▶ WRITTEN PROBLEM 1
List every plant that the discussion on controlling rhizomatic grasses below names as ground cover planting.

▶ TEXT
================================

Hi. I am interested in a temperate climate issue in a forest garden where we are practicing no-till…does anyone have experience or suggestions on how to contain, eradicate, and/or manage their rhizomatic grasses with mulch, solarization, etc, and what approaches do you use to clear new areas for planting without plowing/pesticides? Any thoughts would be appreciated.
The challenge with stems/runners that grow below ground (rhizomes) or near the soil surface (stolons) is that they root at points (nodes) along the stem/runner. Tillage cuts them into smaller pieces, with each piece being able to take root, which can end up multiplying the weeds and making the problem worse. Below are just a few thoughts that come to mind.
Hand-weeding with a hoe: If you do this, you would need to try as best you can to remove all the rhizomes/stolons. Seems like a lot of work.
Solarization: With rhizomes being underground, it would be difficult to raise the temperature high enough to kill the weeds. In a forest garden, shade from the trees would also limit the effectiveness of solarization.
Mulch: This might be something you could do that doesn’t involve plowing or herbicides. I once started a garden in my backyard on a plot of ground that was initially grass. I covered the ground with pieces of cardboard left in place until the grass underneath had died. I would think the same thing could be accomplished with a thick layer of plant-based mulch. Not necessarily easy to do on a large scale but perhaps less work than hand-weeding.
Shade from the trees: Over time, as the canopy of a forest garden closes in, I would imagine the growth of underlying weeds will start to diminish.
Perhaps others have experiences with this that they could also share.
Tim, thank you for this wonderful and very helpful insight…I
will try the boxes. In the past I have used black plastic, but
that didn’t quite kill it as I suspect some light was still
getting through, and I no longer like to use plastic.
I would say thick mulch - even a sheet mulch i.e. mulch with a barrier layer of e.g. cardboard integrated, and then ground cover planting e.g. white clover, sorrel, yarrow, ground ivy, etc. then multi-level plants. Gets rid of grass completely or leaves it so sparse control is easy. I’ve converted 150m2 large area from pasture to forest garden in this way.
Also, you could consider a cover crop that out-competes the grass. It might not eliminate it but it would definitely weaken the grass, making hand removal easier. Here in Zambia, a local farmer testified that wherever he planted velvet beans the previous year, the grass was much thinner and he could control it easily with a hoe. I’ve also heard of red sunn hemp and teff being used for those purposes, as they also produce a thick canopy. Velvet beans and sunn hemp also have the advantage of fixing nitrogen!
Here in Tanzania majority of farmers are using chemical weed control and hand hoe weed control.
But my self I use handpulling so as feed my pigs the edible weeds.
Cover crops such as sowing desmodium seeds could be better but problem is availability of seeds.
An ECHO volunteer read your post and wanted to give feedback from his experience controlling quackgrass in his garden in Michigan in the hopes that you may find it useful. He shares his failures and learning process and considered the labor and effort required to control weedy grasses:
Our pot was originally overgrown by quackgrass. We didn’t want to use Round Up or other chemicals, so I looked for other ways to control quackgrass. I tried the following 4 methods:
- I sowed annual rye in the fall, cut it down the next spring, and turn it under. I cut the rye down with a scythe and turned it under with a David Bradley two wheel tractor. I did that for 3 or 4 years and then I gave up. It was brutal work and gave bad results.

================================

(Location identification entries)
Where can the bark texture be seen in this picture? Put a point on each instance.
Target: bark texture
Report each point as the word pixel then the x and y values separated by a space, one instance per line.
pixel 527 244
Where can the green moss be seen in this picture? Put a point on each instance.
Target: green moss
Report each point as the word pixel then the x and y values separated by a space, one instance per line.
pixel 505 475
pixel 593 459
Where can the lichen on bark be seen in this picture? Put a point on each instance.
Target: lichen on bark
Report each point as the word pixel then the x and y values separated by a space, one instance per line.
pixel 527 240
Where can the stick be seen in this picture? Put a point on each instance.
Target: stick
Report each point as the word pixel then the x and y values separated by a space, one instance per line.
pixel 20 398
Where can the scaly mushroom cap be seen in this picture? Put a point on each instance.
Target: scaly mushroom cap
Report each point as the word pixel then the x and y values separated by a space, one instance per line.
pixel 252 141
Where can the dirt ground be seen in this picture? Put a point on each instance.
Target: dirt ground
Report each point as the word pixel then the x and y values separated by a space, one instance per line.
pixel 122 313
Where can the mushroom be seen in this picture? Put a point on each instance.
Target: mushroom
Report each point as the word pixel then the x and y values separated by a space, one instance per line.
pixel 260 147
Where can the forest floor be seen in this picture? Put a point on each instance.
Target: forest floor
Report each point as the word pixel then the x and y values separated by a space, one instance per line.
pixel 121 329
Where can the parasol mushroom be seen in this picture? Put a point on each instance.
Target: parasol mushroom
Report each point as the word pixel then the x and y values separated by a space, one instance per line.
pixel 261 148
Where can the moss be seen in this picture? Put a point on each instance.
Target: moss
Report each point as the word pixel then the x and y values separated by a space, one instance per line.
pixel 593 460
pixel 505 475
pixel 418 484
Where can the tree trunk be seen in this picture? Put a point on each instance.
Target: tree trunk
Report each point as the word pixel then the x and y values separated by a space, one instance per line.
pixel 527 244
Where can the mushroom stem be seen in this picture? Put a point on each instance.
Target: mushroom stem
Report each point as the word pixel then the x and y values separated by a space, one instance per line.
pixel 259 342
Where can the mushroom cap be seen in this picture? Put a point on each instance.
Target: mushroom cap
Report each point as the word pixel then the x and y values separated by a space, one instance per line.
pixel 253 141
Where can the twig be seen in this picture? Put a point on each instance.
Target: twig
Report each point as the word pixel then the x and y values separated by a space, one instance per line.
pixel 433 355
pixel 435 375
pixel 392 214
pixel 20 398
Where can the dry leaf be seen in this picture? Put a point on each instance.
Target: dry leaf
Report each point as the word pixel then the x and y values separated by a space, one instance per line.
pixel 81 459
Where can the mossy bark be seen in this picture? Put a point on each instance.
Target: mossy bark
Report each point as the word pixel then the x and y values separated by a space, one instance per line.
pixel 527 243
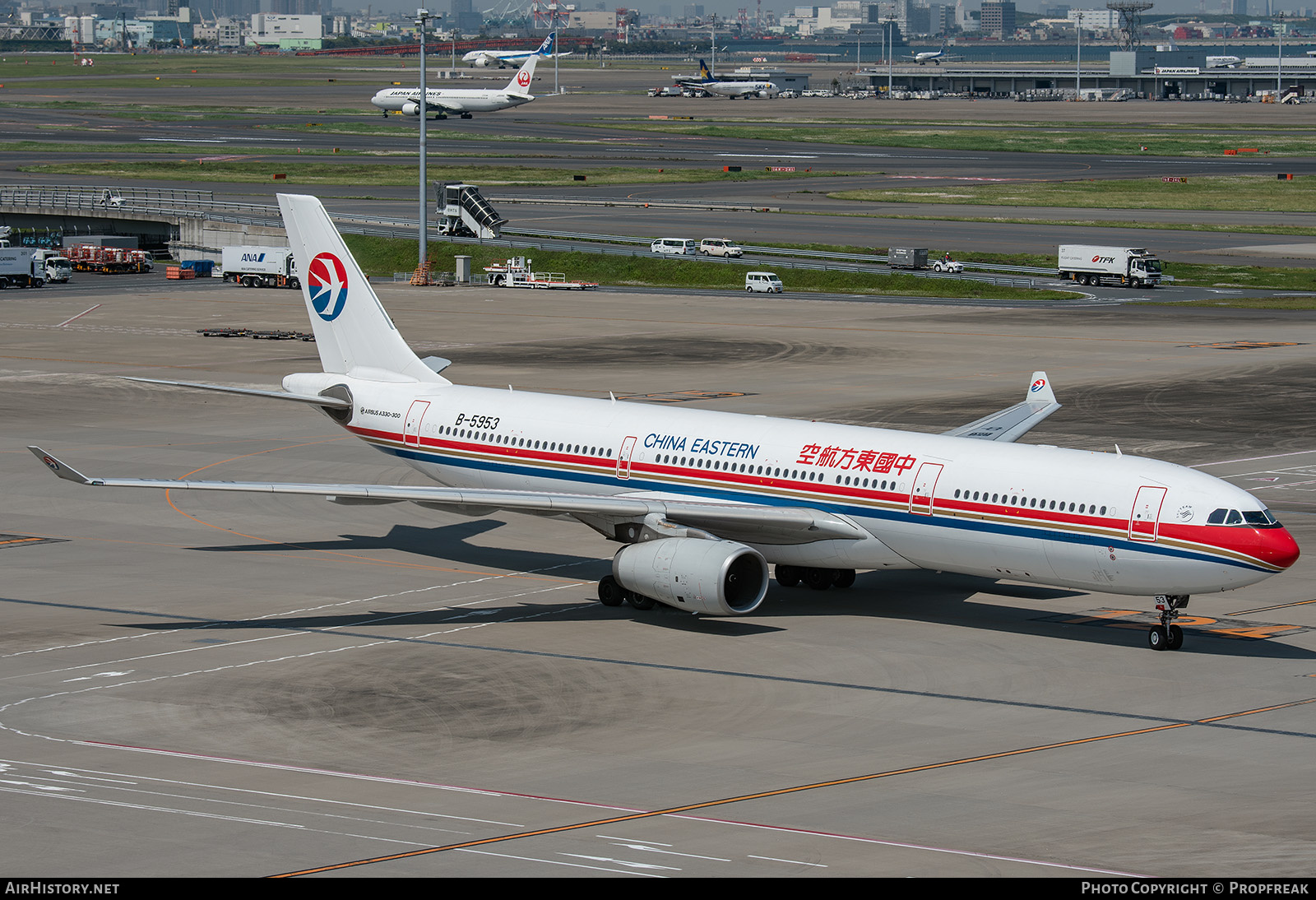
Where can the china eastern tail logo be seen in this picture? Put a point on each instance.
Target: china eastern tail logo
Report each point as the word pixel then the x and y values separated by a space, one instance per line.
pixel 327 283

================================

▶ WRITTEN PROBLEM 2
In the location identification entries above, change "mushroom" to "toadstool" in the lines starting at the one containing "Where can the tree" and ending at the one containing "pixel 253 141", leaving everything else unchanged. Give only those lines.

▶ SOLUTION 1
White clover, sorrel, yarrow, ground ivy

▶ SOLUTION 2
Where can the tree trunk be seen in this picture? Put a point on each instance.
Target: tree trunk
Report each point as the word pixel then the x and y values separated by a space, one instance per line.
pixel 527 244
Where can the toadstool stem be seen in this picture? Put a point on each instance.
Target: toadstool stem
Report each point as the word pixel then the x and y values separated by a space, one instance per line.
pixel 259 342
Where can the toadstool cap be seen in this picture? Put a point on each instance.
Target: toadstool cap
Report each point as the word pixel then the x and y values separated by a space, one instance per line.
pixel 253 141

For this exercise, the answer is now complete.